It is a reminder to us all, then, that we need to become comfortable with being uncomfortable. If everyone in our Church is comfortable with each other because you all would pretty much be friends even if you didn't name Christ then you better be sure that that's not the "vibe" that's being put out. It's good to get out now and again and talk to people outside your social group and get to know how they think. Paul was in the marketplace and, as someone else noted, he made sure he could communicate a Truth that transcended the cultural lines that often make communication between "classes" seem impossible. It is to the Church's shame that worship is segregated on Sunday AM.


----------



## Grymir (Mar 17, 2008)

I'm gonna turn the tables a little. I goto a rich white church. I didn't know it when I called them up and asked whether they were liberal or conservative. A conservative answer was all I needed. I didn't care whether they snubbed me or not. It's up to us poor, uneducated believers to go into those church's. Who cares if they snub me? I wanna hear the gospel preached. I long for the days of a true 'frozen chosen' church. Hear some good old Presbyterian preaching. I wanna walk in and see icicles hanging from there noses. 

I am poor by the way. Just a cook ma'am!


----------



## JKLeoPCA (Mar 18, 2008)

The easy believeism message that doesn't require anything from you is always the appeal of the masses, poor or not. Give me your heart, and check your head at the door is typically why reformed churches have members. Not because they advocate the heart over the head, but because people get burned out on that stuff. The emotional rollercoaster just never ends in assurance and gratitude. Reformed churches typically ask a person to go through some form of catechism training or teaching, and that is just too much for some people, when the mega church down the street is willing and waiting to cater to their every felt need, and only require they pray a prayer and walk an isle. 

I'm not rich or all that intelectual, but I'm happy with my church, and have never felt snubbed. I find that reformed churches are only intelectual in the sence that they have taken the time to have an answer for anyone that would ask, as to the reason for their faith. Good solid, well defined answers at that, that are objective and not subjective.


----------



## christianyouth (Mar 18, 2008)

John, I agree with you entirely. I really got burned out on that stuff about 6 months after conversion. I'm So glad 'Renewing your Mind' started coming on NRB! 

I just wonder, how many disillusioned Christians have no idea that there is anything out there besides shallow emotionalism. I didn't. That's why I'm concerned about not having one Reformed church in my city. How many lower income, minority group people even know that there are teachers out there of the caliber of Sproul and MacArthur? My guess is that not many do. There are many people I know who feel drastically uncomfortable going to a church that is in a different economic class. in my opinion, the only way to reach these type of people is to plant Reformed churches in their areas.

[What this exercise asks]
1. In the church forum thread, could you repeat the passage that begins at the words "## Grymir (Mar" and stops after the words "a cook ma'am!"?
2. Can you restate the paragraph in the church forum thread that begins "The easy believeism message" in a shorter form that keeps its main points?
3. How would the church forum thread go on from here? Continue it after its final post.

[Data provided]
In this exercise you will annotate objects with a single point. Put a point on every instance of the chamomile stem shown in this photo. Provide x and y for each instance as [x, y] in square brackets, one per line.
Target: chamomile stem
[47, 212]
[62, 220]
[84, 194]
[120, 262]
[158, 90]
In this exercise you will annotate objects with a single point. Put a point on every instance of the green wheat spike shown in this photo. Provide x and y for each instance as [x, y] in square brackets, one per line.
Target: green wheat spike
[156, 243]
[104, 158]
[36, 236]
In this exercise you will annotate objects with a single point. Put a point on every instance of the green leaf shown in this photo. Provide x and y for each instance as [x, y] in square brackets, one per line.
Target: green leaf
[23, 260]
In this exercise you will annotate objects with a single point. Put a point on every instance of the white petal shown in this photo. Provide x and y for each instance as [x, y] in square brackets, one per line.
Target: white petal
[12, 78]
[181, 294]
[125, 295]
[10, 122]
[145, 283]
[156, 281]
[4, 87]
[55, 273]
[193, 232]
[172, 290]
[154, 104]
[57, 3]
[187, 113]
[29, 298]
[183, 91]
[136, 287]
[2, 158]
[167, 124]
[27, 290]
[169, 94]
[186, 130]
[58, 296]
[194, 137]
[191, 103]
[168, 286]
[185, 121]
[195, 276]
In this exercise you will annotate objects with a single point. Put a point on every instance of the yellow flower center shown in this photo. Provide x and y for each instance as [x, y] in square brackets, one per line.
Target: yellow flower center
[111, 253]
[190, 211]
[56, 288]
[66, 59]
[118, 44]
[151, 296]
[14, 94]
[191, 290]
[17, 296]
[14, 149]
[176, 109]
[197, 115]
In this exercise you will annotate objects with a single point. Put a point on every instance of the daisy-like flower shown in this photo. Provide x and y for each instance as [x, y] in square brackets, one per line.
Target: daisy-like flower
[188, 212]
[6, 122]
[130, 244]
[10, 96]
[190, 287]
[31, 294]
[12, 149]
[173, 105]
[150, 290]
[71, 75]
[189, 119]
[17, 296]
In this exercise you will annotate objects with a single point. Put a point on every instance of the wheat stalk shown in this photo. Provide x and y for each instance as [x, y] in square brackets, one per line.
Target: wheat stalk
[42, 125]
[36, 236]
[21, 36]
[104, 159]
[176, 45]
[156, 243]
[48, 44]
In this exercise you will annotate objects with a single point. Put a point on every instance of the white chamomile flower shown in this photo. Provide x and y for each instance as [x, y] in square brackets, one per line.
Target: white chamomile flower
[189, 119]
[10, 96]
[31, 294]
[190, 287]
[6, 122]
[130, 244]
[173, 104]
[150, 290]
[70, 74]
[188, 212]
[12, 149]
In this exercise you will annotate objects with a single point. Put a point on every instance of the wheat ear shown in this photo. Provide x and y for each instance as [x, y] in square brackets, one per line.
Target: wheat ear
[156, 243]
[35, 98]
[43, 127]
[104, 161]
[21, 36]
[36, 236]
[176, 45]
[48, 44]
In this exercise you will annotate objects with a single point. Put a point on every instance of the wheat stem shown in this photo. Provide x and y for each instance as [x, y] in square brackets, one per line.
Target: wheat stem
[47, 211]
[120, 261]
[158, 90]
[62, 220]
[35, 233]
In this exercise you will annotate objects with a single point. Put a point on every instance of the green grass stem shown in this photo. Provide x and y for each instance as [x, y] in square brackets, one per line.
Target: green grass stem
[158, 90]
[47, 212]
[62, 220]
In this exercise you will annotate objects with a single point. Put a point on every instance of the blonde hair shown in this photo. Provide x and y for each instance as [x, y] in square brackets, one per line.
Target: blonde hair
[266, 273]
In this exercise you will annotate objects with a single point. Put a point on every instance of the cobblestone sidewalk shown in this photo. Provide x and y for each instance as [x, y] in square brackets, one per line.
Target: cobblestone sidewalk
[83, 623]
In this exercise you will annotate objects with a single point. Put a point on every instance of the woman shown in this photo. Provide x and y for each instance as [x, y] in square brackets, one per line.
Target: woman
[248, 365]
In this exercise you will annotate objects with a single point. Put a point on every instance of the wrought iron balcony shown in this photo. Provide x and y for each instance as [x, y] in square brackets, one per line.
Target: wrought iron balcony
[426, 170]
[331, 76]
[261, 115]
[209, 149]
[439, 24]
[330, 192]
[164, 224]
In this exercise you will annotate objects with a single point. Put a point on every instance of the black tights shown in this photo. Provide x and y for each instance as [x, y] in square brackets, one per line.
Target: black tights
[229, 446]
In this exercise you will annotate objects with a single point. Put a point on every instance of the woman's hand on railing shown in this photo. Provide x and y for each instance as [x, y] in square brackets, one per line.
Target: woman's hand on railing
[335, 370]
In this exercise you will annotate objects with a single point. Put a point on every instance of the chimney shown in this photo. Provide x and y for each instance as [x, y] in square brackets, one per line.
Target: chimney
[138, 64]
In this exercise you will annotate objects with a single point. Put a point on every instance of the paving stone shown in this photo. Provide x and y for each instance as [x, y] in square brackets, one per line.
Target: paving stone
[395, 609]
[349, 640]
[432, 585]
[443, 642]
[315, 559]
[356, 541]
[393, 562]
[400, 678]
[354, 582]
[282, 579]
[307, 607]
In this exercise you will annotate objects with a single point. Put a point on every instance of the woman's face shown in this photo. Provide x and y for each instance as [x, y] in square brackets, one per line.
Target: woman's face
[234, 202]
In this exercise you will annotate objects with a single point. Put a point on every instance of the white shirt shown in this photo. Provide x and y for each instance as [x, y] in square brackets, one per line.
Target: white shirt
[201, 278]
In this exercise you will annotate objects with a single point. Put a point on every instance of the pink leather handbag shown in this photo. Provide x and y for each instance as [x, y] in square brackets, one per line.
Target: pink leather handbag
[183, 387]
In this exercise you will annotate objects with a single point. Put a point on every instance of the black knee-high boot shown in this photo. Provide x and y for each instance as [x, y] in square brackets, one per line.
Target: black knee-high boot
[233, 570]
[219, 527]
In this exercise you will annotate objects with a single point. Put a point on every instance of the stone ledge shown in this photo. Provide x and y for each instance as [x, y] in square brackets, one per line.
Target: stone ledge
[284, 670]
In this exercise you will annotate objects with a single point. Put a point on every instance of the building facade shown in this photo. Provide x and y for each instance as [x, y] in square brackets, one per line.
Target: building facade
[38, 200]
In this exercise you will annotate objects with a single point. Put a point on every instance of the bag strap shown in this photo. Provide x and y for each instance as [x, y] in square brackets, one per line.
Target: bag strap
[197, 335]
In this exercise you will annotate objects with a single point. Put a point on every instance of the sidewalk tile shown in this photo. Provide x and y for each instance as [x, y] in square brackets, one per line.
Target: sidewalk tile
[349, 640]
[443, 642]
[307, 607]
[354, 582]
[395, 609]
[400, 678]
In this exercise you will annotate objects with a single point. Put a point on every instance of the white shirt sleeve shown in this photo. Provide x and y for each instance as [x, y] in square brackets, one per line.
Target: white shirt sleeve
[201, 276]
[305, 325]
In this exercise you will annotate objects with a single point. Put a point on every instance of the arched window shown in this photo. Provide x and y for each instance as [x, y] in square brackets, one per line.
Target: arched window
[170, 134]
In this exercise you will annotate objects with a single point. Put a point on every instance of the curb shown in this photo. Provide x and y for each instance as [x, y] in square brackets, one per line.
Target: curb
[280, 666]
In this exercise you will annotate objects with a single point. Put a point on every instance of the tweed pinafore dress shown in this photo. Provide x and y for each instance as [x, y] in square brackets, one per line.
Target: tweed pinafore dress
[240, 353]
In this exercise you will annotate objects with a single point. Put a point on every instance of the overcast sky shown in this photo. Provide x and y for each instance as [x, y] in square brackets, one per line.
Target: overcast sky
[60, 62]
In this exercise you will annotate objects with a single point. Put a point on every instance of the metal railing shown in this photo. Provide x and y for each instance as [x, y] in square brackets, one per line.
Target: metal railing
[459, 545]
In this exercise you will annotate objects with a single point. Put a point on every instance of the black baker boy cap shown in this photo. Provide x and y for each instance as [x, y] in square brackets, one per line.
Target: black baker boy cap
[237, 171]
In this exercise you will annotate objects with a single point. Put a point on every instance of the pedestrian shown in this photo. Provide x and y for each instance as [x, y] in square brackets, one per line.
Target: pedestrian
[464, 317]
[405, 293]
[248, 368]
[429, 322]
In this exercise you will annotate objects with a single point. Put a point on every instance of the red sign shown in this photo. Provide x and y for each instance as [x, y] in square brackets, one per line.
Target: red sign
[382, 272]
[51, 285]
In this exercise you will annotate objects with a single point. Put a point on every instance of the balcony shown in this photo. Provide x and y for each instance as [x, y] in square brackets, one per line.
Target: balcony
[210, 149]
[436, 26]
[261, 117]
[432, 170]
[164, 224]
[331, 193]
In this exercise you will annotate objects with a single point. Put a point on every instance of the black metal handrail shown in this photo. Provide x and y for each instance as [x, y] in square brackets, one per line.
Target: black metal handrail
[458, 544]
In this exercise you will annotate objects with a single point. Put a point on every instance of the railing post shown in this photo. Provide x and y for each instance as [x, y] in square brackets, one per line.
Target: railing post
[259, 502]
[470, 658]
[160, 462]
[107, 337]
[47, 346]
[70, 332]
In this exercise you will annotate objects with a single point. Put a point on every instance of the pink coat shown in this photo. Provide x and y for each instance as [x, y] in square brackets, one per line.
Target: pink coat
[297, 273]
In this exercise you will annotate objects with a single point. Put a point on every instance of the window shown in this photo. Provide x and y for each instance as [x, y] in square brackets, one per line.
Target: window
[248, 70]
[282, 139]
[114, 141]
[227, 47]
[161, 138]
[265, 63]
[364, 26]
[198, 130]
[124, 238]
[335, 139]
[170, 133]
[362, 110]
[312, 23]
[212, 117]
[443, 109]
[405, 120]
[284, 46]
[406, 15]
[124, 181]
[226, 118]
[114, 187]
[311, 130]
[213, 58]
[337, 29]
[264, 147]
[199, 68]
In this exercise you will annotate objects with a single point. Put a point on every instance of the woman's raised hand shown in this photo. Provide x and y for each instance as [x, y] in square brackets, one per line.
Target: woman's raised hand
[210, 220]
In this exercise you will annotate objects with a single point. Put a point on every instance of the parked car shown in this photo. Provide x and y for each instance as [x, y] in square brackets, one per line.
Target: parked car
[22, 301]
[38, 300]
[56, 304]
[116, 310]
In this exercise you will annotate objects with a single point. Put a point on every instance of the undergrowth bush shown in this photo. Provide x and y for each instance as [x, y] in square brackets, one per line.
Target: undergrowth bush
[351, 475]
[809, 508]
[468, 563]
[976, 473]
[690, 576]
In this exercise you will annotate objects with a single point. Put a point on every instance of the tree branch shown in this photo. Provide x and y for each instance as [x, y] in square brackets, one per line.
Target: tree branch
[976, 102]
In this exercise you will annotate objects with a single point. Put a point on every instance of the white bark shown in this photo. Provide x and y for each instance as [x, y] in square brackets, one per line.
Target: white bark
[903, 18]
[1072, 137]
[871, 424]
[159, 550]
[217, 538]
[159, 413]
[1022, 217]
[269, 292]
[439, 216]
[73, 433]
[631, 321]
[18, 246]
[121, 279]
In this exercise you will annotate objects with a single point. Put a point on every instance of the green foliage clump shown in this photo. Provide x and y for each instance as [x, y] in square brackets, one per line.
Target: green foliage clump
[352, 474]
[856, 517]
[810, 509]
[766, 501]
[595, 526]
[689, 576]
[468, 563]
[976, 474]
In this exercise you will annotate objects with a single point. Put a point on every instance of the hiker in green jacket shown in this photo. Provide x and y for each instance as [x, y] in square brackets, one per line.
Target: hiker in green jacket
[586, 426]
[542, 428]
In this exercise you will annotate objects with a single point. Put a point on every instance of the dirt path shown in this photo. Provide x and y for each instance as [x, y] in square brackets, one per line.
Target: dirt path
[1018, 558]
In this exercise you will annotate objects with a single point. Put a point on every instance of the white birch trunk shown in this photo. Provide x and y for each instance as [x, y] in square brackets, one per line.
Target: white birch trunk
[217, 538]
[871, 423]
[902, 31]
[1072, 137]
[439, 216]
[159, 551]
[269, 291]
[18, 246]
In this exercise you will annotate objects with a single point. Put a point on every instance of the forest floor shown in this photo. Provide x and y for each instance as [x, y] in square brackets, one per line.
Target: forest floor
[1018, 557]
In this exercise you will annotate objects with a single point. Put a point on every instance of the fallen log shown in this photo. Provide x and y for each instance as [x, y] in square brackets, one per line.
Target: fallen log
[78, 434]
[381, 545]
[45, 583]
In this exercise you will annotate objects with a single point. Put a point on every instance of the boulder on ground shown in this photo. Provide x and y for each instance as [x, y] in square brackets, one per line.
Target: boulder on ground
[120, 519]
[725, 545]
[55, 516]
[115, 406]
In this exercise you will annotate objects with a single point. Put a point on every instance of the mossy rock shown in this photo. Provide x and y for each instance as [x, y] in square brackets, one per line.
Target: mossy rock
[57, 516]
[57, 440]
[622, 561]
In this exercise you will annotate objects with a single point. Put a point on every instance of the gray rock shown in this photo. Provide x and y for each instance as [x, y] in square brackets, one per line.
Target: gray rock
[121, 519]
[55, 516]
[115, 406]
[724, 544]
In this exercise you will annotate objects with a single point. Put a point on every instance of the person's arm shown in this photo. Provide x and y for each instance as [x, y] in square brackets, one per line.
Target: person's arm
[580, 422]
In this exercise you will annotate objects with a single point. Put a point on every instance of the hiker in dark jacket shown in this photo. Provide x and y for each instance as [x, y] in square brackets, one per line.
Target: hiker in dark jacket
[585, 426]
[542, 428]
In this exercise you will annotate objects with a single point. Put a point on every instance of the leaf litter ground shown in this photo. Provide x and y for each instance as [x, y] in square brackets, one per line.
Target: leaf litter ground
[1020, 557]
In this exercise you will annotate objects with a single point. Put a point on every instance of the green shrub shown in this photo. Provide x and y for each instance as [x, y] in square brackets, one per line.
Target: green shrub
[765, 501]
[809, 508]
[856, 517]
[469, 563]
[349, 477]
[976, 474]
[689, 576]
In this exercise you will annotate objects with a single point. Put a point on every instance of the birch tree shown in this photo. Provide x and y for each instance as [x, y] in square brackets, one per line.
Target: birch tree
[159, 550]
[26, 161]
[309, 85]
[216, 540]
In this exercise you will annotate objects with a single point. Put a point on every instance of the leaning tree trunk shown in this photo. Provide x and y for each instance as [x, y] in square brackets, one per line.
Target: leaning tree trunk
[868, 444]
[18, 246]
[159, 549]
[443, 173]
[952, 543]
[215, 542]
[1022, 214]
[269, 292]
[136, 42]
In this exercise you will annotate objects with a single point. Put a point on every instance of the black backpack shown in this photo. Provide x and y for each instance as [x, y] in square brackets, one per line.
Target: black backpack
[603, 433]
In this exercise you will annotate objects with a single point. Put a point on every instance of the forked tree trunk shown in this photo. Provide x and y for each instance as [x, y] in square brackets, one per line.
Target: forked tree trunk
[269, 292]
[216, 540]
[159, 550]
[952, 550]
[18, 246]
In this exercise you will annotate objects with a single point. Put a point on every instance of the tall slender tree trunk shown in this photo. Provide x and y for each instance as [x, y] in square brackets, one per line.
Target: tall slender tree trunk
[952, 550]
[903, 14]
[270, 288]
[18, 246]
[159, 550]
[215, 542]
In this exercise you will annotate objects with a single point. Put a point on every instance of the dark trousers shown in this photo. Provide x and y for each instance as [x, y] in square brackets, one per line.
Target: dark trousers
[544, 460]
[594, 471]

[Exercise responses]
1.
## Grymir (Mar 17, 2008)

I'm gonna turn the tables a little. I goto a rich white church. I didn't know it when I called them up and asked whether they were liberal or conservative. A conservative answer was all I needed. I didn't care whether they snubbed me or not. It's up to us poor, uneducated believers to go into those church's. Who cares if they snub me? I wanna hear the gospel preached. I long for the days of a true 'frozen chosen' church. Hear some good old Presbyterian preaching. I wanna walk in and see icicles hanging from there noses. 

I am poor by the way. Just a cook ma'am!

2. A message that demands nothing draws the masses, poor or not. Reformed churches typically gain members because people burn out on a "give me your heart, check your head at the door" approach and its endless emotional rollercoaster, which never brings assurance and gratitude. Reformed churches usually ask for some catechism training or teaching. Some find that too much when a nearby mega church caters to every felt need and asks only that they pray a prayer and walk an aisle.

3.
So, just wondering, if the Reformed community doesn't snub the poor, uneducated, folk, wouldn't we expect them to plant churches in the poor communities, i.e. my city?


----------



## Amazing Grace (Mar 18, 2008)

kvanlaan said:


> > It is amazing how we can make a vice a virtue for one of our own. Thrifty is used when describing our own, cheap and uncaring is used for others.
> 
> 
> 
> However, I can honestly say that almost all the old-school 'frugal' Reformed that I know have their priorities straight. That is, while they are frugal with what they spend on themselves, giving to the ministry comes first. I don't see how that is a bad thing...



It is not a bad thing Kevin at all. But it also depends on what they consider the ministry and will they give their alms in private or blow the horn when they do. I have seen the latter more than the prior.


----------



## Amazing Grace (Mar 18, 2008)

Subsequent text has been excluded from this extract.